WHAT YOU SHOULD DO:
How many lines in the records below contain the word "concrete"? Reply with the number alone.
•••••
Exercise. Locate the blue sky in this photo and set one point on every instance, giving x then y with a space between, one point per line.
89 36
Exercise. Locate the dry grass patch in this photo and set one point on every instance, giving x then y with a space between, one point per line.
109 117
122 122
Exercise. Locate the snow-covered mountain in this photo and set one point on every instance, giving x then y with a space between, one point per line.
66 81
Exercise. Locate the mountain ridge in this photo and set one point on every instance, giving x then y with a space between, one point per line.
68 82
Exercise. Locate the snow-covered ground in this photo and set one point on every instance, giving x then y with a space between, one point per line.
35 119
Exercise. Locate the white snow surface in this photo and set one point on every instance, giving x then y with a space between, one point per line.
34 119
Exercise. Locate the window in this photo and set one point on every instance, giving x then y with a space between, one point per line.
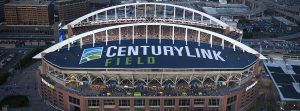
213 102
199 101
93 102
124 102
184 102
154 102
231 99
169 102
74 100
139 102
109 102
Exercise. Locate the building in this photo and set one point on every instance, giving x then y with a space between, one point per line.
148 64
285 75
29 13
69 10
2 2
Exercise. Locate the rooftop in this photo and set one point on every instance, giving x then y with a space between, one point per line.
286 21
226 9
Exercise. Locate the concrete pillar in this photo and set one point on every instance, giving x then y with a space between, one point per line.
162 104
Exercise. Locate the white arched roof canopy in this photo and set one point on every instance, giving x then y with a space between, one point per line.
219 22
93 32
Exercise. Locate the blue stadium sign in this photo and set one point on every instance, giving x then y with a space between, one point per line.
151 55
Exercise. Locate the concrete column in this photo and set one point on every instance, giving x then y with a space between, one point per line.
101 104
117 105
162 105
131 104
146 104
191 108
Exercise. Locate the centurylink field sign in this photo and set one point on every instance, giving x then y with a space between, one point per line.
151 55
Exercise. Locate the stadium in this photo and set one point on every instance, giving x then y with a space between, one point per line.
149 57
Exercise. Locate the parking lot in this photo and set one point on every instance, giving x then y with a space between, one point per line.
9 57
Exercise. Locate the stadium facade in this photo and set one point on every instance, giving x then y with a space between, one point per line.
149 57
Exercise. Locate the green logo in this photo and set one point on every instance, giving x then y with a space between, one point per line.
91 54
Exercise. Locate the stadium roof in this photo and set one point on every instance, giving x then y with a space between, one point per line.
286 77
152 55
92 33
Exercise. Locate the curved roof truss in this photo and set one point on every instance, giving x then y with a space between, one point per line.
94 15
105 29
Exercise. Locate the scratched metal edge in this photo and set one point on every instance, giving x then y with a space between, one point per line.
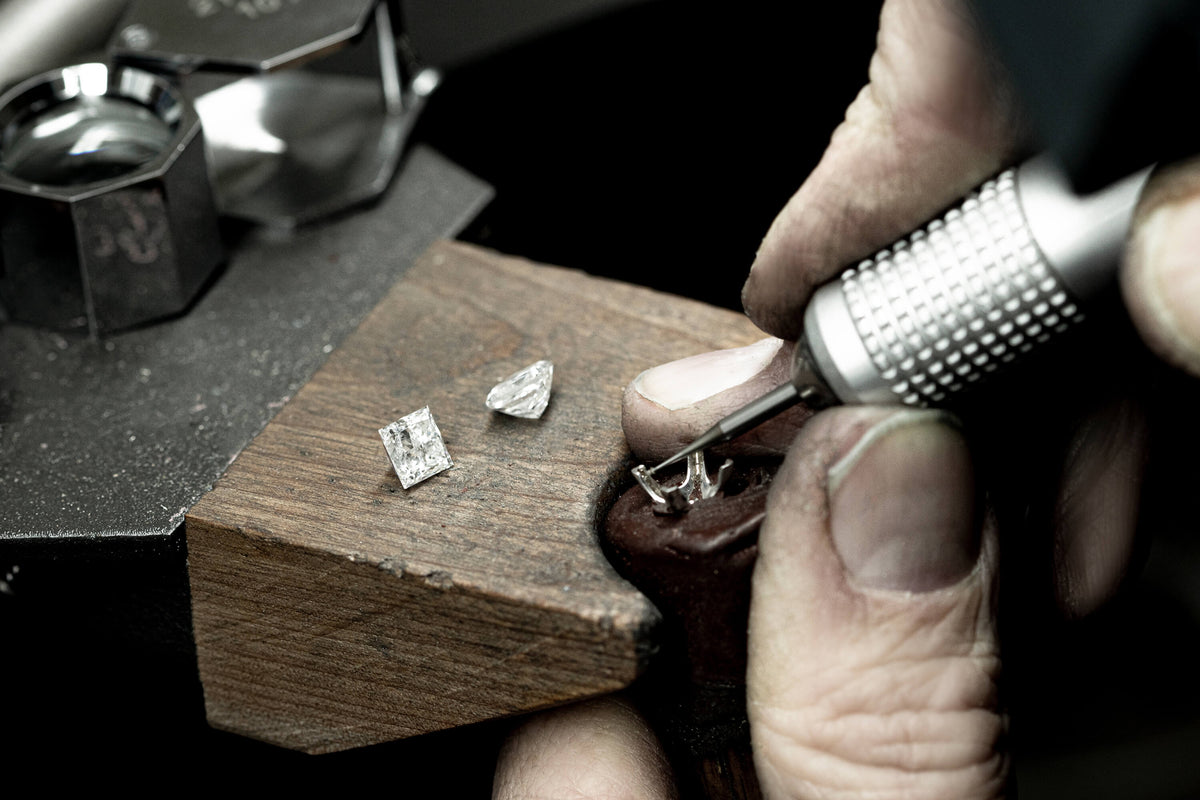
117 439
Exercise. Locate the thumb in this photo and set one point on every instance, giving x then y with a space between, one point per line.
934 121
873 645
1162 276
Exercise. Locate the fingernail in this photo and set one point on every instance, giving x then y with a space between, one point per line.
689 380
1170 251
903 505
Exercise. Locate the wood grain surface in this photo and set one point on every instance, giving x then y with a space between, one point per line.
333 608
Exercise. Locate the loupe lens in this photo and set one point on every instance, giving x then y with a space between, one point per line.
82 140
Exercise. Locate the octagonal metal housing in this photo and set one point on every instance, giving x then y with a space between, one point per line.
107 217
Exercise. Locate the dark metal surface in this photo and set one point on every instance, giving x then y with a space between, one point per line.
238 36
118 438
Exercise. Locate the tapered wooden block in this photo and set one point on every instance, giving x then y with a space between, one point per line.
334 608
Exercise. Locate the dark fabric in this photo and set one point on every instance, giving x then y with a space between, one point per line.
1108 83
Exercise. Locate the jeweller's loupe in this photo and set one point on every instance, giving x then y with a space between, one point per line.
305 103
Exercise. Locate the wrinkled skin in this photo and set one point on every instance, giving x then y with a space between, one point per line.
874 648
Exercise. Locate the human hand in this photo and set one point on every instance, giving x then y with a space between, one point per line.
874 643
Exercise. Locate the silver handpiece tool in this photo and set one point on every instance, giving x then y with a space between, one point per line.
997 276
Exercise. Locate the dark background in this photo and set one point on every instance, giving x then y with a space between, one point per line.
652 144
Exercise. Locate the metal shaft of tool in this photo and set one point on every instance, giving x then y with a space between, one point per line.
1003 272
747 417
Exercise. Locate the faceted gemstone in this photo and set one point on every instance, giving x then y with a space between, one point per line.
414 446
523 394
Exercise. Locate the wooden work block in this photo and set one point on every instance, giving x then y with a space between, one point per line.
334 608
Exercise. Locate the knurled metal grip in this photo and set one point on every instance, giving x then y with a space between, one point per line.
970 292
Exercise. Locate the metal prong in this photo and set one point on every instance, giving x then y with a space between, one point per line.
694 487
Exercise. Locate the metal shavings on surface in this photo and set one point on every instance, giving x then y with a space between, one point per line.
415 447
696 485
525 394
169 405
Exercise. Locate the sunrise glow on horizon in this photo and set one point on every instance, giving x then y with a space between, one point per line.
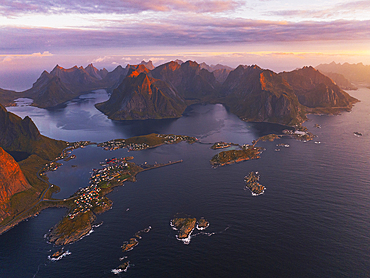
•••••
THE RESPONSE:
2